● **Dataset excerpts**
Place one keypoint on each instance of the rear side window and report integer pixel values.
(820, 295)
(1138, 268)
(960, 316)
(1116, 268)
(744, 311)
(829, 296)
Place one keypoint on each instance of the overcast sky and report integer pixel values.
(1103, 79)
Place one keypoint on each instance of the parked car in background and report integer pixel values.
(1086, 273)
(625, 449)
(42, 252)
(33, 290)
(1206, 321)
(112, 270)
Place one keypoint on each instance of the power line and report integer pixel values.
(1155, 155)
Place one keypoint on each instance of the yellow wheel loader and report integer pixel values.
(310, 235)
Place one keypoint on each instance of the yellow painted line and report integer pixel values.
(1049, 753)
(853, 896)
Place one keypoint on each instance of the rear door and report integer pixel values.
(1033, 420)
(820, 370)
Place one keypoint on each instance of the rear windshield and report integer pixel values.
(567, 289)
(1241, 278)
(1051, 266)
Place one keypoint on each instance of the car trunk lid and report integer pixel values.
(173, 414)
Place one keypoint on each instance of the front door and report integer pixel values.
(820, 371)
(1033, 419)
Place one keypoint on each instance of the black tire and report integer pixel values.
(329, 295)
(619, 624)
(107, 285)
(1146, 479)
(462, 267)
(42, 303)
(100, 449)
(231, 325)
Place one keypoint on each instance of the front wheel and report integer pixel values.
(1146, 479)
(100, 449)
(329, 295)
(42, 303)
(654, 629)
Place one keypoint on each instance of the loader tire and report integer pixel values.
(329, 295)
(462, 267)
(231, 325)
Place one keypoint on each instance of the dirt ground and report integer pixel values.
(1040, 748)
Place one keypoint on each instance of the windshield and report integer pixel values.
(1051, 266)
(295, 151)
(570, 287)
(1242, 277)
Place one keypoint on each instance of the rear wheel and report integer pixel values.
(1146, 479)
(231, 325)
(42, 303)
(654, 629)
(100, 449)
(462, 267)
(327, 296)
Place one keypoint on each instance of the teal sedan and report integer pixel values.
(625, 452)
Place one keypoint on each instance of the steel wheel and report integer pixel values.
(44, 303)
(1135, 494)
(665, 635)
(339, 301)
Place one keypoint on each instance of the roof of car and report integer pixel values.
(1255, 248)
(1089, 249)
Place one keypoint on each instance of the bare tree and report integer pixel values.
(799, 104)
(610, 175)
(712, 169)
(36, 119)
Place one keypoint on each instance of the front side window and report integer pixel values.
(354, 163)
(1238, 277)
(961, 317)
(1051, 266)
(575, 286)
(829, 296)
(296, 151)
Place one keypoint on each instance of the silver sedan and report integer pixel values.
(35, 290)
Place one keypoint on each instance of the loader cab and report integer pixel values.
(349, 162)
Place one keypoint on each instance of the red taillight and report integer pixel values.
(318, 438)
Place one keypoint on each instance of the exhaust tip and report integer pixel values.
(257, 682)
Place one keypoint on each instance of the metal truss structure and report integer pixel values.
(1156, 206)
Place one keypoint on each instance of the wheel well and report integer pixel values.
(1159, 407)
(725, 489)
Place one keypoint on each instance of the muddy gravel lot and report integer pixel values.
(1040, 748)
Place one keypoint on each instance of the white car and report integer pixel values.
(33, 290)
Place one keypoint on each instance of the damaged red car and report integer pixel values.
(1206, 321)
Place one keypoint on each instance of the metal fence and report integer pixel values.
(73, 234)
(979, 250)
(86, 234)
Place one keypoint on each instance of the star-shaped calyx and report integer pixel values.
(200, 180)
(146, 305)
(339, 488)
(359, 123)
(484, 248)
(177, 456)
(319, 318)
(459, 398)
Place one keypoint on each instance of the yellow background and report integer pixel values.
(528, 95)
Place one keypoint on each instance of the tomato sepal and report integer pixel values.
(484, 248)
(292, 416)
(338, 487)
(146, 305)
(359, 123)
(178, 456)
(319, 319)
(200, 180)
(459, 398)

● **Goal**
Each line of the listing should be copied exactly.

● **Completed exercise**
Place one keypoint on each instance of the rear side window and report integer pixel values.
(820, 295)
(1138, 268)
(960, 316)
(1116, 268)
(744, 311)
(829, 296)
Place one keypoint on each instance of the overcast sky and report integer pixel values.
(1103, 79)
Place one keypoint on each instance of the parked car in background and report integer pixel values.
(1086, 273)
(625, 449)
(42, 252)
(33, 290)
(1206, 321)
(112, 270)
Place one keypoint on each instance of the power line and report integer pixel values.
(1155, 155)
Place one keypoint on each instance of the yellow wheel loader and report integer pixel values.
(310, 235)
Place one keypoint on each instance of the yellow painted line and report integer pixel values.
(1049, 753)
(853, 896)
Place one keypoint on each instance of the rear door and report integer pixel values.
(1033, 420)
(820, 370)
Place one keypoint on each instance of the rear windshield and report integer pixel values.
(567, 289)
(1241, 278)
(1051, 266)
Place one keypoint on each instance of the car trunk lid and report integer pixel values.
(173, 414)
Place one keypoint on each instance of the front door and report integer pixel values.
(820, 371)
(1033, 419)
Place one keypoint on each instance of the black tire and report integer pixel values.
(329, 295)
(619, 624)
(107, 285)
(1146, 479)
(462, 267)
(42, 303)
(100, 449)
(231, 325)
Place one keypoint on each instance of the front wheel and report integer pixel values.
(1146, 479)
(100, 449)
(329, 295)
(42, 303)
(654, 629)
Place one keypoint on each instance of the loader tire and report integer pixel values.
(329, 295)
(462, 267)
(231, 325)
Place one keypoint on each instance of the dirt ground and report integer pixel values.
(1040, 748)
Place one keypoint on each instance of the windshield and report integer pixel values.
(1051, 266)
(295, 151)
(570, 287)
(1242, 277)
Place one keypoint on each instance of the rear wheel and report integer pixel values.
(1146, 479)
(231, 325)
(42, 303)
(654, 629)
(100, 449)
(462, 267)
(327, 296)
Place one keypoint on each instance of the teal sedan and report integer pixel values.
(625, 452)
Place one keypoint on each instance of the steel wheel and report integer pixel values.
(44, 303)
(1135, 494)
(665, 635)
(339, 301)
Place one keypoint on each instance of the roof of car and report integer pixel values.
(1255, 248)
(1089, 249)
Place one keypoint on each instance of the bare tree and report integer pixel values.
(799, 104)
(610, 175)
(712, 169)
(36, 119)
Place one keypoint on each instance of the front side window and report integer pixel values.
(354, 163)
(1238, 277)
(961, 317)
(1051, 266)
(575, 286)
(829, 296)
(296, 151)
Place one keypoint on each instance of the silver sedan and report integer pixel values.
(35, 290)
Place one keypoint on each instance of the loader cab and report integer pixel values.
(349, 162)
Place one keypoint on each instance of the red taillight and report integer pixel values.
(318, 438)
Place one keypoint on each instance of the exhaust tip and report integer pixel values.
(257, 682)
Place one keypoint on each instance of the metal truss structure and report integer pixel values.
(1156, 206)
Place one keypoint on each instance of the wheel well and report integer pixel values.
(1159, 407)
(725, 489)
Place one keypoint on each instance of the muddy gravel lot and report integer pixel values.
(1040, 748)
Place one keypoint on each instance of the white car and report integer pixel values.
(33, 290)
Place one keypoint on each instance of the damaged red car and report integer pixel values.
(1206, 321)
Place one keypoint on each instance of the metal fence and report integer pixel values.
(73, 234)
(979, 250)
(86, 234)
Place one keypoint on each instance of the star-shaped calyx and report integer pixel values.
(200, 180)
(146, 305)
(339, 488)
(359, 123)
(484, 248)
(177, 456)
(319, 318)
(459, 398)
Place one keypoint on each instance of the yellow background and report integer pixel values.
(528, 95)
Place one keypoint on each instance of the tomato sepal and report integer pixel values.
(484, 248)
(292, 416)
(338, 487)
(146, 305)
(359, 123)
(178, 456)
(319, 319)
(200, 180)
(459, 398)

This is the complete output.